Task directions ▸
Update the forum post, starting at "I manage to" and stopping after "(at least apparently)", so that "trimmed" replaces "reduced".

You can run "runTheMatrix.py -l 201". I produced also 10 SingleNeutrinos (lxbuild170.cern.ch:/build/fabiocos/production/pileup/CMSSW_7_0_X_2013-11-28-0200/work/step1.root), 100 fresh new minbias (lxbuild170:/build/fabiocos/production/pileup/CMSSW_7_0_X_2013-11-28-0200/work/minbias/minbias.root) and run the step2 of workflow 201 replacing the input with
process.mix.input.fileNames = cms.untracked.vstring('file:minbias.root')

I manage to go through the reduced sequence

process.pdigi = cms.Sequence(cms.SequencePlaceholder("randomEngineStateProducer")+cms.SequencePlaceholder("mix")+process.addPileupInfo)

if I take out of the process.mix configuraion the collections of Castor, Ecal and Hcal test beam, FP420 and Totem. They are not the only empty collections though, CaloHitsTk is empty as well for instance and passes smoothly (at least apparently)

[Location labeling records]
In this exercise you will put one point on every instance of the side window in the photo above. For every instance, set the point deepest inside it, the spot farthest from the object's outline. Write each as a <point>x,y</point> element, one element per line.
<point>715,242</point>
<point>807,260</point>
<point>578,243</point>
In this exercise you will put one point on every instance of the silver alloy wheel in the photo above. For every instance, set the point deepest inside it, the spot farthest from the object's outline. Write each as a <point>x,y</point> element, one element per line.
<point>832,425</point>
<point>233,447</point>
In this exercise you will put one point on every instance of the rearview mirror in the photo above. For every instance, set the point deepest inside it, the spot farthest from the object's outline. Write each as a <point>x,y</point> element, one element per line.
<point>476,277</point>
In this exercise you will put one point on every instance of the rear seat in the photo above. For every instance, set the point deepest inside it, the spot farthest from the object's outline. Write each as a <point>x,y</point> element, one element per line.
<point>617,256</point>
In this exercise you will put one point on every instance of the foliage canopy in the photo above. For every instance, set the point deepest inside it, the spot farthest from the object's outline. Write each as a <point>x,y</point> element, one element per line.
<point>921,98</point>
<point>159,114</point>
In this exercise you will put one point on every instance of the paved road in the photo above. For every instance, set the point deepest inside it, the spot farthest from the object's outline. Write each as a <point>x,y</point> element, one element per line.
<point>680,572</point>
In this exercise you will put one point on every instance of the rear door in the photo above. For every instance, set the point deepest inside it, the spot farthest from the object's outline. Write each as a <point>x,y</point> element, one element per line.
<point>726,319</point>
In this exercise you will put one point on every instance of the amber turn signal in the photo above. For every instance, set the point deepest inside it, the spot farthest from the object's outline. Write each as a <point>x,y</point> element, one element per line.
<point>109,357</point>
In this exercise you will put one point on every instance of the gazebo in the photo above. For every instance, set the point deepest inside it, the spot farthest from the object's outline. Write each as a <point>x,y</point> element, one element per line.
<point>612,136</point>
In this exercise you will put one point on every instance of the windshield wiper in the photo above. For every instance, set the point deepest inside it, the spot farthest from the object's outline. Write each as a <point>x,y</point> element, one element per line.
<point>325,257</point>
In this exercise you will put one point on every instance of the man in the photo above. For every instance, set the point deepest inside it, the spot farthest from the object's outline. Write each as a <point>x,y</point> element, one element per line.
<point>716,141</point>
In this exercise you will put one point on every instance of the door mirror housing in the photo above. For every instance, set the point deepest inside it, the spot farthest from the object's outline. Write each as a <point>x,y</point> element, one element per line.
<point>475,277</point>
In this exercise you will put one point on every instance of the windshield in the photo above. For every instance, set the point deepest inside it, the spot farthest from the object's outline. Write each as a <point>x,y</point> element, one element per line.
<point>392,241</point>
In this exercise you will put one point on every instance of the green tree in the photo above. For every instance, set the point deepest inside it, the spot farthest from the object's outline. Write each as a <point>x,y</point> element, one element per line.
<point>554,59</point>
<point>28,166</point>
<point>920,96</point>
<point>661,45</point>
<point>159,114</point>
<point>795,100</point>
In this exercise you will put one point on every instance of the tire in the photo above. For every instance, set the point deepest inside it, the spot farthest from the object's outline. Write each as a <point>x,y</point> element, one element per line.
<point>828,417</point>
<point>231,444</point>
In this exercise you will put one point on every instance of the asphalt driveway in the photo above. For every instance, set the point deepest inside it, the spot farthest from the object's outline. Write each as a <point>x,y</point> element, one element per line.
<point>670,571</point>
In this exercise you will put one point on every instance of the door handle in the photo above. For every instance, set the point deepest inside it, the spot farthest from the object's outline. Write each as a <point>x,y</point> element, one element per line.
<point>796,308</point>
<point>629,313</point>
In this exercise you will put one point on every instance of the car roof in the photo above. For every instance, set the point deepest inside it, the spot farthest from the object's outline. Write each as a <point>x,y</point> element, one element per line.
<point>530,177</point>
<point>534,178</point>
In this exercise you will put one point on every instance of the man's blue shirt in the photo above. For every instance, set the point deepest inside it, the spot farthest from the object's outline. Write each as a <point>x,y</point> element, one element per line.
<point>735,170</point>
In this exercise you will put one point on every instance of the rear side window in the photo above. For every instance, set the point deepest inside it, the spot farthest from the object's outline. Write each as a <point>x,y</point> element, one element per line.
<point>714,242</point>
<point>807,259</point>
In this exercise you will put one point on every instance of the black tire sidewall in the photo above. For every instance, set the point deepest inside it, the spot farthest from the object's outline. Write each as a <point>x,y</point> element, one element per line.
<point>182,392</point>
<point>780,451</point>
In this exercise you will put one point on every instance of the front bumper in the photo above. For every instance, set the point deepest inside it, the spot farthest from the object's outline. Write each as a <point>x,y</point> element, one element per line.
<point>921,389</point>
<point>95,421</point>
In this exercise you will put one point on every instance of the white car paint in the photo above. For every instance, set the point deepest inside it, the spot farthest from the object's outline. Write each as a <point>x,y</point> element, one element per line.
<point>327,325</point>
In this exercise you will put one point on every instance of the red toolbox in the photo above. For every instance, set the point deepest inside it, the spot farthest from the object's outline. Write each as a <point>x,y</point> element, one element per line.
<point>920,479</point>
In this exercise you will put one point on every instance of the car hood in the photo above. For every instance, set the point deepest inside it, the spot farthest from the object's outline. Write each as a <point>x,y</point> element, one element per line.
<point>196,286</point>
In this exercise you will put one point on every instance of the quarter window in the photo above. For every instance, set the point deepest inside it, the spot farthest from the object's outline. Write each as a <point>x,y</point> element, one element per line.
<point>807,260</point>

* * *

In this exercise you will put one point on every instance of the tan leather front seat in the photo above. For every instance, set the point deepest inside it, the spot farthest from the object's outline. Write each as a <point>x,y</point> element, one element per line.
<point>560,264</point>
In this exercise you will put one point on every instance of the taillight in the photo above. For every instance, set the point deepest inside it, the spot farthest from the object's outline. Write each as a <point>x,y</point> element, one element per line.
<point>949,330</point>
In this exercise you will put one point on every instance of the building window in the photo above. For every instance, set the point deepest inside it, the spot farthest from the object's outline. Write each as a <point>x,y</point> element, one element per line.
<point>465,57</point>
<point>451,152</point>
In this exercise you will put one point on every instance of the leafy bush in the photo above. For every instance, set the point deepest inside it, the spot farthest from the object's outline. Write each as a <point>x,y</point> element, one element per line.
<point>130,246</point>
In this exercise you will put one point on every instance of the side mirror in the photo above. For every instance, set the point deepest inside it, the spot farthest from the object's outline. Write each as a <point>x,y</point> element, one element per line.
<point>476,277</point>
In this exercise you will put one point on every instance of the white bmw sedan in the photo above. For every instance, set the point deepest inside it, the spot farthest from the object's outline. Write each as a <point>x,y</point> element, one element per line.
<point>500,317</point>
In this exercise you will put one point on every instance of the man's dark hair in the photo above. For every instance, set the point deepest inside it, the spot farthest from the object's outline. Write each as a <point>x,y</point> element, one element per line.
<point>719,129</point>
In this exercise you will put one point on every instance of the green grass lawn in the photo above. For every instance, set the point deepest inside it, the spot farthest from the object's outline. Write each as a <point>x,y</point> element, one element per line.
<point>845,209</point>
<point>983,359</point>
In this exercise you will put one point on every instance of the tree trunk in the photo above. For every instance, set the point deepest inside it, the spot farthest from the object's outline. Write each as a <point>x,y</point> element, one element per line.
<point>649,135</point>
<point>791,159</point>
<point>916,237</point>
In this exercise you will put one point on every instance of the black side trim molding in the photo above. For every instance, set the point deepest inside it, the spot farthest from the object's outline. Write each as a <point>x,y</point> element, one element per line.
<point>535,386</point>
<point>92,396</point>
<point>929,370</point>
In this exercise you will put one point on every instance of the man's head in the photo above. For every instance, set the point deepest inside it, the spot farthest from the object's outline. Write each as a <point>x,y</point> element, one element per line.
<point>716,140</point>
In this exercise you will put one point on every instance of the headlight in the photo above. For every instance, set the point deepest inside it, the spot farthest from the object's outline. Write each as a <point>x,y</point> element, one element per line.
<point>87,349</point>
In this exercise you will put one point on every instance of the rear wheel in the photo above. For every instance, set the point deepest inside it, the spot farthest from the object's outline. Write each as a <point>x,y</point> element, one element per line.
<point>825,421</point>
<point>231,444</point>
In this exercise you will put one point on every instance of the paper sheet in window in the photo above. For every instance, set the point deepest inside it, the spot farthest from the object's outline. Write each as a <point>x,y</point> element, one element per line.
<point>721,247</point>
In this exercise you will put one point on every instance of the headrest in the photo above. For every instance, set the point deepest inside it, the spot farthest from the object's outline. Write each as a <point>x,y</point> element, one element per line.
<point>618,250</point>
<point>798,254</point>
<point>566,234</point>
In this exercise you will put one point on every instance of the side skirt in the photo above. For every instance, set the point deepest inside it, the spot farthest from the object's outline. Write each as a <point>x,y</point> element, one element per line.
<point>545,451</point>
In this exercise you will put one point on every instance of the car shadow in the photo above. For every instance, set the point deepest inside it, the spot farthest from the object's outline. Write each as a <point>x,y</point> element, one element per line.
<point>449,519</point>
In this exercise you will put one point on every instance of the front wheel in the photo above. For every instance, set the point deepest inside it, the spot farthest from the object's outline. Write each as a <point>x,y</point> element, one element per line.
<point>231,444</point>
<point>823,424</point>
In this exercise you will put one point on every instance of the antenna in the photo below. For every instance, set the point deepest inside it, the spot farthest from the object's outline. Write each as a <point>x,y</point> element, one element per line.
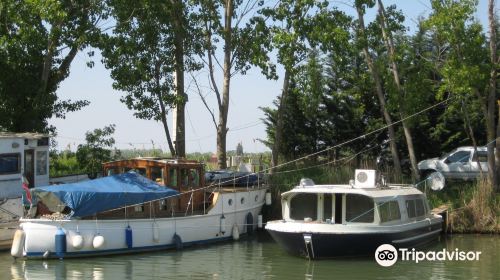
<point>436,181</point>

* * *

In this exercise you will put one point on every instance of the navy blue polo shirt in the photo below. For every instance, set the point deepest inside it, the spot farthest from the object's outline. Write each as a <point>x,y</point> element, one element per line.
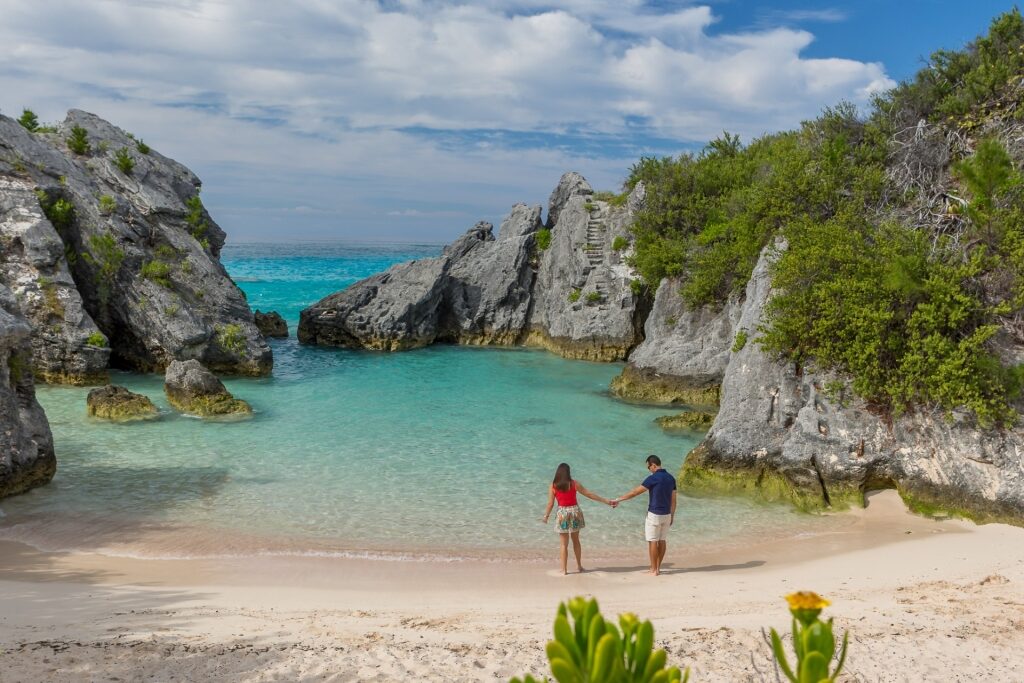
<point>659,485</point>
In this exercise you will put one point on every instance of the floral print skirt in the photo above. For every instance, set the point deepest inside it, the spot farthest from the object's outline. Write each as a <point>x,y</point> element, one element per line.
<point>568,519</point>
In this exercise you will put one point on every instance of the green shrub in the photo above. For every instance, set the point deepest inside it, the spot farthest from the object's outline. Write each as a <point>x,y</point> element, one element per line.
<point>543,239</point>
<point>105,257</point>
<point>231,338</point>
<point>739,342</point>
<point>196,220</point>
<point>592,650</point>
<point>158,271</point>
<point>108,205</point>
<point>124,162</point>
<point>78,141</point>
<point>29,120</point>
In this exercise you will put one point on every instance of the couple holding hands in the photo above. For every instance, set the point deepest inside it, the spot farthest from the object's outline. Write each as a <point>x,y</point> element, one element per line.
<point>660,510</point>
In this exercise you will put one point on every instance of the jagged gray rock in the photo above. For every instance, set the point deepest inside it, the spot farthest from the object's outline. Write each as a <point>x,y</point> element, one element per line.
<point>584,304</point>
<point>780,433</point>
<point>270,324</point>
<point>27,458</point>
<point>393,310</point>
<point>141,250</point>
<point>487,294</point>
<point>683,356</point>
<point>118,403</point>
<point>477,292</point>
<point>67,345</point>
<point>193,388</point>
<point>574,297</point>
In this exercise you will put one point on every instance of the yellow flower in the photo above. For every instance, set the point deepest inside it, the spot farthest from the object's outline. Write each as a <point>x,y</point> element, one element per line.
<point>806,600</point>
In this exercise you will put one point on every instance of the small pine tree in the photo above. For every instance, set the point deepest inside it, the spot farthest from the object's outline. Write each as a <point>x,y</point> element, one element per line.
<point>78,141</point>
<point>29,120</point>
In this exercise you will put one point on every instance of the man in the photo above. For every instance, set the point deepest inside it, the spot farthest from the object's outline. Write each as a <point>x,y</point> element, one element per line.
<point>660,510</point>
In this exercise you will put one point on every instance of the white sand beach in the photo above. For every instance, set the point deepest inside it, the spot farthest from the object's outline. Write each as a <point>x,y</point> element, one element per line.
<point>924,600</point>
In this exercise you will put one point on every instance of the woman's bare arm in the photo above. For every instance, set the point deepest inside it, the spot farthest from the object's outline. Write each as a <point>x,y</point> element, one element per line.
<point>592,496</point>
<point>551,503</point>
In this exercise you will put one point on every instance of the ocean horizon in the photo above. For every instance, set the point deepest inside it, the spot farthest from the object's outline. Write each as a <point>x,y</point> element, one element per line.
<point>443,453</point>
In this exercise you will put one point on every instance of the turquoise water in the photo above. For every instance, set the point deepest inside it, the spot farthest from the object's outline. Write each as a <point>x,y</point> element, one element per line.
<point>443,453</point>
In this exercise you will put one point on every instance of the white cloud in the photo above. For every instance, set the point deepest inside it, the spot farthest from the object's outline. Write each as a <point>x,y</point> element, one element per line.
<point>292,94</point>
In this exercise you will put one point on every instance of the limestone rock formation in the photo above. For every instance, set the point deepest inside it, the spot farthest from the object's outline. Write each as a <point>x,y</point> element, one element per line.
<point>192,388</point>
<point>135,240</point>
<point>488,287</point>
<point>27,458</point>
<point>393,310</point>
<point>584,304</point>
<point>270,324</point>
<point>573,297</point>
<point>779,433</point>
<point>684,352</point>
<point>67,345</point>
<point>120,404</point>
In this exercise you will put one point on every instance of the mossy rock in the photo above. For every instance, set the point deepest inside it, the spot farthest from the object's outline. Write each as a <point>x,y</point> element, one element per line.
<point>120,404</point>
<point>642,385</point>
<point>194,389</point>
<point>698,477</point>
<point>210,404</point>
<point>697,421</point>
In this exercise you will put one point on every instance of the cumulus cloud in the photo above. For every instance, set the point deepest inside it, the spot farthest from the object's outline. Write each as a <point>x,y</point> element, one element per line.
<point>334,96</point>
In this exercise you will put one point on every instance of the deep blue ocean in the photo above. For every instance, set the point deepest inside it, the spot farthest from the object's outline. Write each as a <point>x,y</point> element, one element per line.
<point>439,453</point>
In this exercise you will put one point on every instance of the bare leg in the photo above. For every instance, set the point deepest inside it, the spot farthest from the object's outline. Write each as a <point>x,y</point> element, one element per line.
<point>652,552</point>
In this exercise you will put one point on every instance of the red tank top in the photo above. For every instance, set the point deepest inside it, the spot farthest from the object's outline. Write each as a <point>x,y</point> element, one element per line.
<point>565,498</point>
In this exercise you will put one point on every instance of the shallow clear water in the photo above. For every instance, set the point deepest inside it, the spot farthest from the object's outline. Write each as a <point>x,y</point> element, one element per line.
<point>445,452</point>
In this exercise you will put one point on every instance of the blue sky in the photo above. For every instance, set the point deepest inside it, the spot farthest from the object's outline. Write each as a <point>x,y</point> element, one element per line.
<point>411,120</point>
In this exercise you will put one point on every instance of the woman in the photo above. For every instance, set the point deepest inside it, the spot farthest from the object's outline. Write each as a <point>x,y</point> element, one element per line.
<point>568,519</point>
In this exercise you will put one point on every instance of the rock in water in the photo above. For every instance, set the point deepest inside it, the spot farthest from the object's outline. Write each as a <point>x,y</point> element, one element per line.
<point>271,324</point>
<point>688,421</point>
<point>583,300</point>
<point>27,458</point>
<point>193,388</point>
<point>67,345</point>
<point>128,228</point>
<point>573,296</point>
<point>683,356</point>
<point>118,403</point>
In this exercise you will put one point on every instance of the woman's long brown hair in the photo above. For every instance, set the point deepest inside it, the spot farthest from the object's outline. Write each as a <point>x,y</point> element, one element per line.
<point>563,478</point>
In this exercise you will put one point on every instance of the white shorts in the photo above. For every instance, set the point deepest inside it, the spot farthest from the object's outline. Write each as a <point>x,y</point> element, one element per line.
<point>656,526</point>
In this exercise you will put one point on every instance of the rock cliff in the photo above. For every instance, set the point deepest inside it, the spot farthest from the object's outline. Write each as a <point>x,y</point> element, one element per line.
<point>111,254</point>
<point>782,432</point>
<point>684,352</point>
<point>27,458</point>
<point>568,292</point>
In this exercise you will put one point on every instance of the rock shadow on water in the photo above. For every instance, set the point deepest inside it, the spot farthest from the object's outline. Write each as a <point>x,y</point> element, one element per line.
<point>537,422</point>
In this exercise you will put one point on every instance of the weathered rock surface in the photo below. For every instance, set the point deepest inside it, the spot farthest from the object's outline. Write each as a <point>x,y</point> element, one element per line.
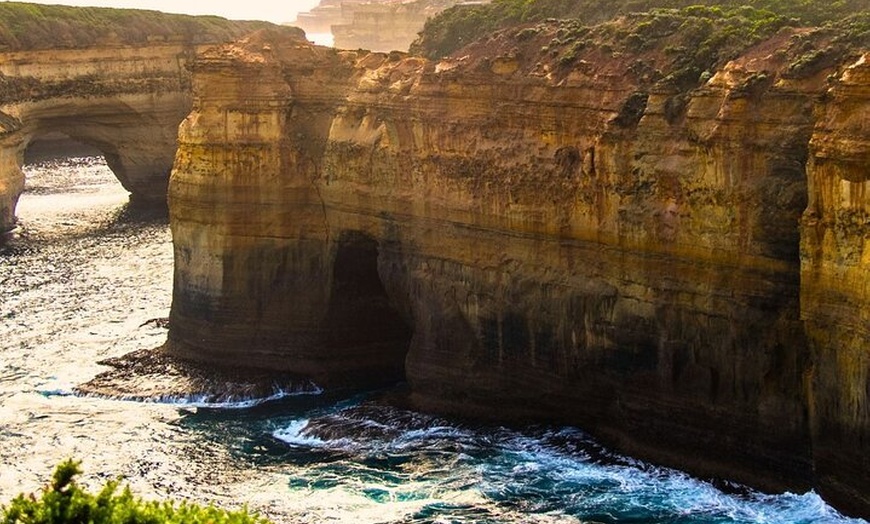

Answer to this task ▸
I manage to go through the trimmed sequence

process.pdigi = cms.Sequence(cms.SequencePlaceholder("randomEngineStateProducer")+cms.SequencePlaceholder("mix")+process.addPileupInfo)

if I take out of the process.mix configuraion the collections of Castor, Ecal and Hcal test beam, FP420 and Totem. They are not the only empty collections though, CaloHitsTk is empty as well for instance and passes smoothly (at least apparently)